PROVIDED MATERIAL:

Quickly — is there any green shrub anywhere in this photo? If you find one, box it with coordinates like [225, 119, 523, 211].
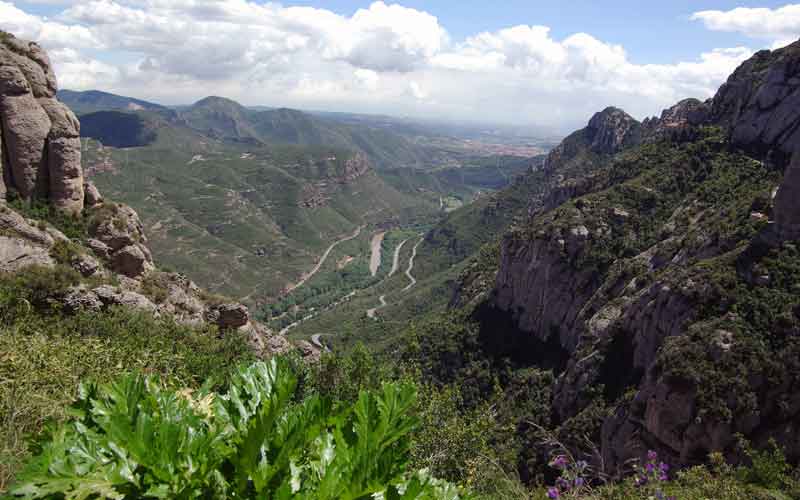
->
[9, 196, 89, 240]
[11, 358, 459, 500]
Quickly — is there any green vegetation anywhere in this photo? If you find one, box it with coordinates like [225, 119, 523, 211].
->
[11, 359, 459, 500]
[80, 111, 159, 148]
[0, 266, 252, 491]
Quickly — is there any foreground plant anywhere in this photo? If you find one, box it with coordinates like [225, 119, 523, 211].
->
[11, 359, 460, 500]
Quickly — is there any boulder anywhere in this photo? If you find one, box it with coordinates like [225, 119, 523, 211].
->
[0, 90, 50, 199]
[0, 233, 53, 272]
[585, 107, 641, 154]
[773, 152, 800, 241]
[0, 30, 84, 214]
[110, 243, 154, 278]
[712, 41, 800, 166]
[89, 203, 147, 252]
[83, 181, 103, 208]
[215, 304, 250, 330]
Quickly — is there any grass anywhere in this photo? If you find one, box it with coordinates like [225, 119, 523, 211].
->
[0, 266, 251, 491]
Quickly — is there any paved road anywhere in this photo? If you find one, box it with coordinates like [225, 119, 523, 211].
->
[403, 238, 425, 292]
[284, 226, 364, 294]
[369, 232, 386, 277]
[388, 239, 408, 278]
[367, 295, 389, 319]
[311, 333, 331, 352]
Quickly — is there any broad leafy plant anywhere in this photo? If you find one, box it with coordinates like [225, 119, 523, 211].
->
[11, 359, 462, 500]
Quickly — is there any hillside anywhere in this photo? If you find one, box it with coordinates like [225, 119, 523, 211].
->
[57, 89, 169, 115]
[62, 89, 530, 303]
[382, 42, 800, 492]
[0, 33, 318, 491]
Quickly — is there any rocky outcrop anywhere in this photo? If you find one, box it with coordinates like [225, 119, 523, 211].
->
[771, 152, 800, 241]
[488, 42, 800, 472]
[584, 107, 642, 154]
[711, 41, 800, 166]
[88, 202, 155, 278]
[0, 32, 84, 213]
[642, 99, 711, 141]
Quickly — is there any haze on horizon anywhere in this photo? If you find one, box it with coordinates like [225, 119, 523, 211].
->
[0, 0, 800, 132]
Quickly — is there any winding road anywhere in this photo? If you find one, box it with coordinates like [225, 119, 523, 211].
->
[387, 239, 408, 278]
[403, 238, 425, 292]
[367, 295, 389, 319]
[284, 226, 364, 294]
[369, 231, 386, 278]
[311, 333, 331, 352]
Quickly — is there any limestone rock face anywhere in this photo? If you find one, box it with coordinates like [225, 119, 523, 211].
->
[774, 152, 800, 240]
[712, 41, 800, 166]
[642, 99, 711, 141]
[0, 33, 84, 213]
[83, 181, 103, 208]
[88, 203, 155, 278]
[585, 107, 641, 154]
[212, 304, 250, 330]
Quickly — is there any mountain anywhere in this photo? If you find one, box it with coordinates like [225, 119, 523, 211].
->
[286, 38, 800, 488]
[180, 97, 432, 169]
[398, 38, 800, 473]
[0, 32, 312, 497]
[58, 89, 169, 115]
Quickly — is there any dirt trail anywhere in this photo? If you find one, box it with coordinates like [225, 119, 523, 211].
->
[367, 295, 389, 319]
[403, 238, 425, 292]
[367, 239, 408, 319]
[369, 231, 386, 277]
[284, 226, 364, 294]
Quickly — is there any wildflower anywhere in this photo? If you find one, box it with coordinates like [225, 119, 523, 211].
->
[550, 455, 567, 469]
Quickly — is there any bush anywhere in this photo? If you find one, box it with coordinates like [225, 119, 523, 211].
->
[11, 358, 459, 500]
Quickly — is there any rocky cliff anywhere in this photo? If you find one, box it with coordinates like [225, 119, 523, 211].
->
[0, 33, 83, 214]
[0, 32, 302, 364]
[490, 42, 800, 472]
[711, 42, 800, 166]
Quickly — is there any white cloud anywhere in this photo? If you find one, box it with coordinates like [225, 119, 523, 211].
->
[692, 4, 800, 48]
[0, 0, 768, 127]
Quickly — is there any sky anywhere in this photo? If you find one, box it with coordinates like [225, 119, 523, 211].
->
[0, 0, 800, 131]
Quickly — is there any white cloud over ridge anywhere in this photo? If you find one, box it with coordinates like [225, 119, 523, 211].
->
[0, 0, 780, 127]
[692, 4, 800, 48]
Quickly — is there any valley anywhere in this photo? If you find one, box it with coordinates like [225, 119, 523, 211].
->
[62, 92, 544, 310]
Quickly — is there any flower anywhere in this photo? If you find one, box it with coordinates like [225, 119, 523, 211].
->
[550, 455, 567, 469]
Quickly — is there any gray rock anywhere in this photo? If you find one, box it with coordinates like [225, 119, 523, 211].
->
[89, 203, 147, 252]
[83, 181, 103, 207]
[70, 255, 101, 278]
[215, 304, 250, 330]
[110, 244, 154, 278]
[0, 90, 50, 199]
[47, 137, 84, 215]
[712, 42, 800, 166]
[61, 287, 103, 313]
[0, 234, 54, 272]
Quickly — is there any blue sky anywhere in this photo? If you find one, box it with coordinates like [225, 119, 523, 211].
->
[0, 0, 800, 129]
[274, 0, 786, 64]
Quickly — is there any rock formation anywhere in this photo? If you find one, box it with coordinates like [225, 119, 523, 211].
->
[0, 32, 84, 214]
[711, 41, 800, 166]
[0, 31, 298, 364]
[488, 42, 800, 471]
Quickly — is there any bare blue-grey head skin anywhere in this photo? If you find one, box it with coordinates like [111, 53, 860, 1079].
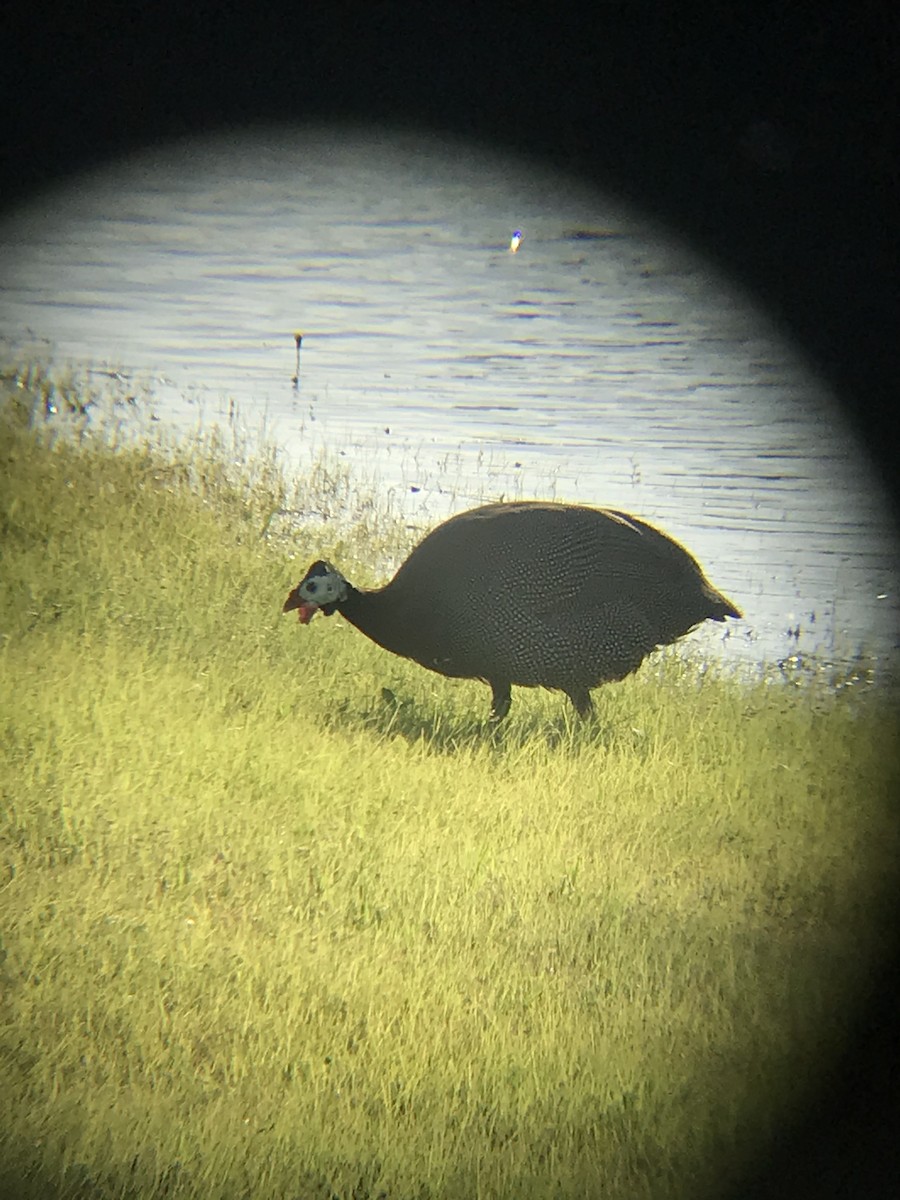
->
[283, 502, 742, 721]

REQUIREMENT: Write out all of the records again with "photo" swapped for "image" and everything else unchanged, and omit the pictures.

RESULT BELOW:
Quickly — is there any green shrub anywhere in this image? If you find one, box it with coordinates like [225, 119, 523, 211].
->
[9, 196, 89, 240]
[11, 358, 459, 500]
Quickly — is there any green vegetation anywhere in this image? If you find one, box it with coordinates like [225, 119, 523, 211].
->
[11, 359, 459, 500]
[80, 111, 159, 148]
[0, 266, 252, 491]
Quickly — is there any foreground plant anywhere in this image? If you find one, box it with coordinates like [225, 119, 523, 211].
->
[11, 359, 460, 500]
Quickly — is there any boulder anywhere in this image? If you find one, box it with coordinates like [225, 119, 523, 211].
->
[0, 90, 50, 199]
[0, 233, 53, 272]
[585, 107, 641, 154]
[773, 152, 800, 241]
[0, 30, 84, 214]
[110, 243, 154, 278]
[712, 41, 800, 166]
[89, 203, 147, 252]
[83, 181, 103, 208]
[215, 304, 250, 330]
Quickly — is there any grass anywhere in this image? If you find one, box it with coordinates like [225, 119, 523, 211].
->
[0, 266, 251, 491]
Quickly — is there any paved road anywhere in this image? If you find one, box it with coordinates like [225, 119, 523, 211].
->
[403, 238, 425, 292]
[284, 226, 364, 294]
[369, 232, 386, 277]
[388, 239, 408, 278]
[367, 295, 389, 319]
[311, 333, 331, 352]
Quickly — is there any broad leafy plant anywhere in this image? If you find one, box it with coordinates like [225, 119, 523, 211].
->
[11, 359, 462, 500]
Quickly — is there any hillside anywhere in this image? If you find one, box it with coordinates like [225, 119, 523, 211].
->
[57, 89, 169, 115]
[62, 89, 530, 303]
[382, 42, 800, 492]
[0, 33, 318, 491]
Quickly — is there any rocky outcrop anywhere in this image? If you find one, box it with coordinates like [225, 119, 523, 211].
->
[771, 152, 800, 241]
[488, 42, 800, 472]
[584, 107, 642, 154]
[711, 41, 800, 166]
[88, 202, 155, 278]
[0, 32, 84, 213]
[642, 99, 711, 141]
Quickly — is there any haze on horizon anywhere in this image? If you find one, box it with coordinates like [225, 119, 523, 211].
->
[0, 0, 800, 132]
Quickly — is there any winding road anywhere in this image? If you find one, box it with coordinates like [225, 119, 523, 211].
->
[387, 239, 408, 278]
[403, 238, 425, 292]
[367, 295, 389, 319]
[284, 226, 364, 294]
[369, 231, 386, 278]
[311, 333, 331, 352]
Quickly — is there any limestone rock face anywhere in this image? If you find one, box it with coordinates like [225, 119, 523, 211].
->
[774, 152, 800, 240]
[712, 41, 800, 166]
[642, 99, 711, 141]
[0, 33, 84, 213]
[83, 181, 103, 208]
[88, 203, 155, 278]
[585, 107, 641, 154]
[212, 304, 250, 330]
Quickly — is there any mountain anywhere in this image? If you find one, box it with coordinates like [225, 119, 523, 211].
->
[286, 38, 800, 488]
[180, 97, 432, 169]
[398, 38, 800, 473]
[0, 32, 312, 497]
[58, 89, 169, 115]
Quickly — is there any dirt trail anywhere in this image? If you find one, box it with coordinates like [225, 119, 523, 211].
->
[367, 295, 389, 319]
[403, 238, 425, 292]
[367, 239, 408, 319]
[369, 231, 386, 277]
[284, 226, 364, 294]
Quickly — is there any wildflower anywhere in this image? If you find one, box it with coordinates like [225, 119, 523, 211].
->
[550, 455, 567, 469]
Quickly — is there any bush anywhere in this image? If you find one, box it with coordinates like [225, 119, 523, 211].
->
[11, 358, 459, 500]
Quickly — is there any rocky cliff anywhere in this image? If you find one, box it with coordinates like [225, 119, 523, 211].
->
[0, 33, 83, 214]
[0, 32, 302, 364]
[490, 42, 800, 472]
[711, 42, 800, 166]
Quickly — is there any white cloud anywhere in this image? If you find one, box it with coordinates like [225, 119, 523, 211].
->
[692, 4, 800, 48]
[0, 0, 768, 127]
Quickly — is there any sky anywhere in this image? If you find one, box it with coordinates like [225, 119, 523, 211].
->
[0, 0, 800, 131]
Quickly — is there any white cloud over ridge anywhere in this image? If you find one, box it with coordinates like [225, 119, 523, 211].
->
[0, 0, 780, 127]
[692, 4, 800, 48]
Quickly — is there any valley anywhere in this image? If you find one, box it with coordinates like [225, 119, 523, 211].
->
[62, 92, 544, 310]
Quickly — is there any flower anywhere in this image? If you find one, box it with coordinates like [225, 119, 523, 211].
->
[550, 455, 567, 469]
Quickly — is there any gray rock anywhere in this image? If you find one, box it with coordinates like [225, 119, 523, 211].
->
[89, 203, 147, 252]
[83, 181, 103, 207]
[70, 255, 101, 278]
[215, 304, 250, 330]
[110, 244, 154, 278]
[0, 90, 50, 199]
[47, 137, 84, 215]
[712, 42, 800, 166]
[61, 287, 103, 313]
[0, 234, 54, 272]
Quickly — is there any blue sky anywhere in this image? If you find one, box it with coordinates like [225, 119, 523, 211].
->
[0, 0, 800, 129]
[274, 0, 786, 64]
Quickly — is there any rock formation anywhere in this image? If you find one, box it with coordinates like [225, 119, 523, 211].
->
[0, 32, 84, 214]
[711, 41, 800, 166]
[0, 31, 298, 364]
[488, 42, 800, 471]
Quickly — is there any bare blue-grey head skin anywhere in this image? If you find one, box it with coordinates like [111, 53, 860, 1079].
->
[283, 502, 742, 721]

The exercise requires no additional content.